(PASSAGE TO READ)
A team of researchers at KIT has developed a pair of solar-generating glasses using colored, semi-transparent cells, which it says are based on hydrocarbons. The cells power a system which measures and displays ambient temperature and illumination intensity.
The glasses are designed as a case study, which according KIT “could pave the way for other future applications such as the integration of organic solar cells into windows or overhead glazing.” The lenses are fitted to a commercial frame and are 1.6mm thick with a weight of 6 grams – comparable to standard sunglasses. A microprocessor and two small displays are integrated into the arms.
KIT says that the glasses will also work indoors in light conditions equivalent to an office or living area, where the lenses would be still be able to generate 200 milliwatt of power, which KIT says is sufficient to operate devices such as a hearing aid or step counter.
“The solar glasses we developed are an example of how organic solar cells may be employed in applications that would not be feasible with conventional photovoltaics,” says Dominik Landerer of KIT’s Material Research Center for Energy Systems. “These solar cells are very exciting devices due to their mechanical flexibility and the opportunity to adapt their color, transparency, shape and size to the desired application.”
(End PASSAGE TO READ)
> **TRY IT**
Extend the article on KIT's solar-powered glasses with further paragraphs that pick up after its last sentence. The listing that follows is independent of the article on KIT's solar glasses.
(MATERIAL SUPPLIED)
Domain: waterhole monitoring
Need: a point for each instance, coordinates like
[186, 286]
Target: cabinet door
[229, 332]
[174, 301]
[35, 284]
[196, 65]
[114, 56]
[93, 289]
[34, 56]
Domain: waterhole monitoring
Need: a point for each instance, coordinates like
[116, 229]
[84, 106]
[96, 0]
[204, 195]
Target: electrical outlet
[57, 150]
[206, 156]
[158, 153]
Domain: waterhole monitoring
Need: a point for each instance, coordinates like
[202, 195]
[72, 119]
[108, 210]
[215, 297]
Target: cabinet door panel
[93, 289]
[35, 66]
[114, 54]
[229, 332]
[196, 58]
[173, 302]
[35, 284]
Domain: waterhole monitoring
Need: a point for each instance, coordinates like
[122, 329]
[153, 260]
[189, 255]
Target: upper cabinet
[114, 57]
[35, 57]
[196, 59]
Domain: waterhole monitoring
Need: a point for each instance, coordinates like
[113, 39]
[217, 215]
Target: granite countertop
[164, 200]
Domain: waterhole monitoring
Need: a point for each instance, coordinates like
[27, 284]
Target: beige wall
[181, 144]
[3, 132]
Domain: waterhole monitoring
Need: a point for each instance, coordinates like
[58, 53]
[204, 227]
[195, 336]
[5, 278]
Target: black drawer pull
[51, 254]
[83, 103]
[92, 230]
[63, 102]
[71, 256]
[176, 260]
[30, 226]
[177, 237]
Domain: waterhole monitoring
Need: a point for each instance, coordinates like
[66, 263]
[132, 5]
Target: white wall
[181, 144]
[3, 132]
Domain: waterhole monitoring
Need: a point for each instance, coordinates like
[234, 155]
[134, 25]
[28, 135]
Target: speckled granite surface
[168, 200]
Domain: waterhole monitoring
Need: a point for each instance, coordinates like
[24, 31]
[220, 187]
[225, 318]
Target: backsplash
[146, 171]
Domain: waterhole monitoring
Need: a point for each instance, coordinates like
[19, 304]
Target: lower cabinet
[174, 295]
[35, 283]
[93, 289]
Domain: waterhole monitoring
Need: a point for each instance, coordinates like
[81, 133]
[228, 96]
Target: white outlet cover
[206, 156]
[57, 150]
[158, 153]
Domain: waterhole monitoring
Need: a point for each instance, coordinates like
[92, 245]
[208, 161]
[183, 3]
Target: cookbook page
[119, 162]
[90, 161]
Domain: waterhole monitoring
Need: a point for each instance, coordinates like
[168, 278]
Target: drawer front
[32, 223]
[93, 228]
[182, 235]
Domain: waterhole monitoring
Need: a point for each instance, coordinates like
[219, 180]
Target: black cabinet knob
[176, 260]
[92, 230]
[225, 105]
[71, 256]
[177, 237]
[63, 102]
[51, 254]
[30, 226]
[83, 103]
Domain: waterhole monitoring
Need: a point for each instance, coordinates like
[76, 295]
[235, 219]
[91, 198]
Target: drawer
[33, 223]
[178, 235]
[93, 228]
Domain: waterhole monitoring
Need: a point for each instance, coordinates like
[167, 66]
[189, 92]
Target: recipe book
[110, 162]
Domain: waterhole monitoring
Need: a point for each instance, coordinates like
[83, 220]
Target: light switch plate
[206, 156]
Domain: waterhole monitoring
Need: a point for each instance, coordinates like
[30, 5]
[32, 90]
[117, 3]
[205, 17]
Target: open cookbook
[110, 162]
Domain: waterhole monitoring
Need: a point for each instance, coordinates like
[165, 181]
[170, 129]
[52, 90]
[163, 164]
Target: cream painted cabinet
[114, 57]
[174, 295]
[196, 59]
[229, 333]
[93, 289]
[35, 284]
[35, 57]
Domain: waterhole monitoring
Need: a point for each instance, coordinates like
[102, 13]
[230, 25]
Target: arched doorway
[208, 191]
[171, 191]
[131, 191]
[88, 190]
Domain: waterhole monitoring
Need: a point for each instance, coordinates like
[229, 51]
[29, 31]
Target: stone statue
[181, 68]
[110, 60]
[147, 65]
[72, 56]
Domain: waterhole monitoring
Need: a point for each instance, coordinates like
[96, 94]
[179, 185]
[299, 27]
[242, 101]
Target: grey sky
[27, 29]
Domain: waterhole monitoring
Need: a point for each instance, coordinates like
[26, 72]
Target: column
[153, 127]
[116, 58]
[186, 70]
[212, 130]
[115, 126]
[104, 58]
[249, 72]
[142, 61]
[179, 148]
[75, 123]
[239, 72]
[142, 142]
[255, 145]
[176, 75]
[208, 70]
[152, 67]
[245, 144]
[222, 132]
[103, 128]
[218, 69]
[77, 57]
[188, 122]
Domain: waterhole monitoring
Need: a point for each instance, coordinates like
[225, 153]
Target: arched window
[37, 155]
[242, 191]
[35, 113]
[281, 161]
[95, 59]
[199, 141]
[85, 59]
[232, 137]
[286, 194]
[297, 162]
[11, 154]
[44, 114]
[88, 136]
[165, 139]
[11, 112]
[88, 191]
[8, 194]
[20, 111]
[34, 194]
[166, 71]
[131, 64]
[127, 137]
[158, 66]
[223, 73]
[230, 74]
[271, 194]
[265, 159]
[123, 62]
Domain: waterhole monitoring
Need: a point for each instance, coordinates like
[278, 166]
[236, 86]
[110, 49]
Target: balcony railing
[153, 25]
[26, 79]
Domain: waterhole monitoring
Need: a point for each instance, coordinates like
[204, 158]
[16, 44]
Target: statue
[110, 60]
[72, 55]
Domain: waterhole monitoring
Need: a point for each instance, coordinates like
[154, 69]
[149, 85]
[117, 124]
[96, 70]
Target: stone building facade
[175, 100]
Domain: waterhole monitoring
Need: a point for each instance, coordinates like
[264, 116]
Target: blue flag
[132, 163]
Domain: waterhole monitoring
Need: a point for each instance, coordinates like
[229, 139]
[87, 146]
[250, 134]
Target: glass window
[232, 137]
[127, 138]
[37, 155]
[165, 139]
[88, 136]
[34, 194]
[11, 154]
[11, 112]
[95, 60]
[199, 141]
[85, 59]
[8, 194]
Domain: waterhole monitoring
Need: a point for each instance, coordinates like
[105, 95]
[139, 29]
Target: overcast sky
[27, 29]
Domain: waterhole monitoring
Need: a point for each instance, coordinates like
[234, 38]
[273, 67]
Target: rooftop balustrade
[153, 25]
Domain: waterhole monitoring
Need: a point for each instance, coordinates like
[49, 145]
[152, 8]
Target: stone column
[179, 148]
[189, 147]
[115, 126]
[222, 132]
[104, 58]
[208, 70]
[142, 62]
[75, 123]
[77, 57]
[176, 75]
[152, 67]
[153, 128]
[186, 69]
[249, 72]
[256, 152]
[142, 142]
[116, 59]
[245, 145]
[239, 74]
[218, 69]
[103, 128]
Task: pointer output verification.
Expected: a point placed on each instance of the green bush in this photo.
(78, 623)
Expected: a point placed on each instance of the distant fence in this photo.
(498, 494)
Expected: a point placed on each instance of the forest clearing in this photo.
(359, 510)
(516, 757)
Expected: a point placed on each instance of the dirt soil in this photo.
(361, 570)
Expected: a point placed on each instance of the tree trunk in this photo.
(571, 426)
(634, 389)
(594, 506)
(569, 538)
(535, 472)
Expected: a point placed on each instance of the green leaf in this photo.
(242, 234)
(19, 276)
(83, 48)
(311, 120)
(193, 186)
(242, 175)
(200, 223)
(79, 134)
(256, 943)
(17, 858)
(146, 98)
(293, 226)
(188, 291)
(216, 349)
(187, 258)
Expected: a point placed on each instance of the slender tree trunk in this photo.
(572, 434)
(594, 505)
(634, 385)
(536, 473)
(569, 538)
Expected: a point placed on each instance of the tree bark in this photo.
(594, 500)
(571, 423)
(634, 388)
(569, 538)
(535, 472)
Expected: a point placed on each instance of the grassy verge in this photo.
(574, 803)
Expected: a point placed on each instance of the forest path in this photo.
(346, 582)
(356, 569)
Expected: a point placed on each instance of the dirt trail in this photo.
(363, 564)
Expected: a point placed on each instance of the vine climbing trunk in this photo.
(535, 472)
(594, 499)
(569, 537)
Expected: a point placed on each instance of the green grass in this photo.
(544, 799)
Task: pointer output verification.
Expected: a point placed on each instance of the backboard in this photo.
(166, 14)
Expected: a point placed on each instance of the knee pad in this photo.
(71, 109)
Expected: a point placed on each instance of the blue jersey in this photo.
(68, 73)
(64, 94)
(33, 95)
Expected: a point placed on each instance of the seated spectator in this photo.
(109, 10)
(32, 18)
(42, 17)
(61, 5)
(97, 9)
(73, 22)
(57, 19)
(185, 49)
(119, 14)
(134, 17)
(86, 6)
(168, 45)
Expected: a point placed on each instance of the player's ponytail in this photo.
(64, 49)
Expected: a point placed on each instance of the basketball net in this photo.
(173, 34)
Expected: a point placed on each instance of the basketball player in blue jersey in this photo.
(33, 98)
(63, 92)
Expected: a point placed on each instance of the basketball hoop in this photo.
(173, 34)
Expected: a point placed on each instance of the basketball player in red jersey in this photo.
(End MATERIAL SUPPLIED)
> **EXERCISE RESULT**
Dr. Alexander Colsmann, Head of Organic Photovoltaics at KIT’s light technology institute was also keen to emphasize the cell’s potential for building integrated applications (BIPV). “Since the glass facades of high-rise buildings must often be shaded,” he says. “It is an obvious option to use organic solar modules.”
Most current BIPV applications utilize amorphous silicon solar cells applied to glass. However, the potential for cells developed using organic compounds is well known and a popular area for research, earlier this week a team at MIT developed flexible solar cells to be applied to any surface, with efficiencies over 4%.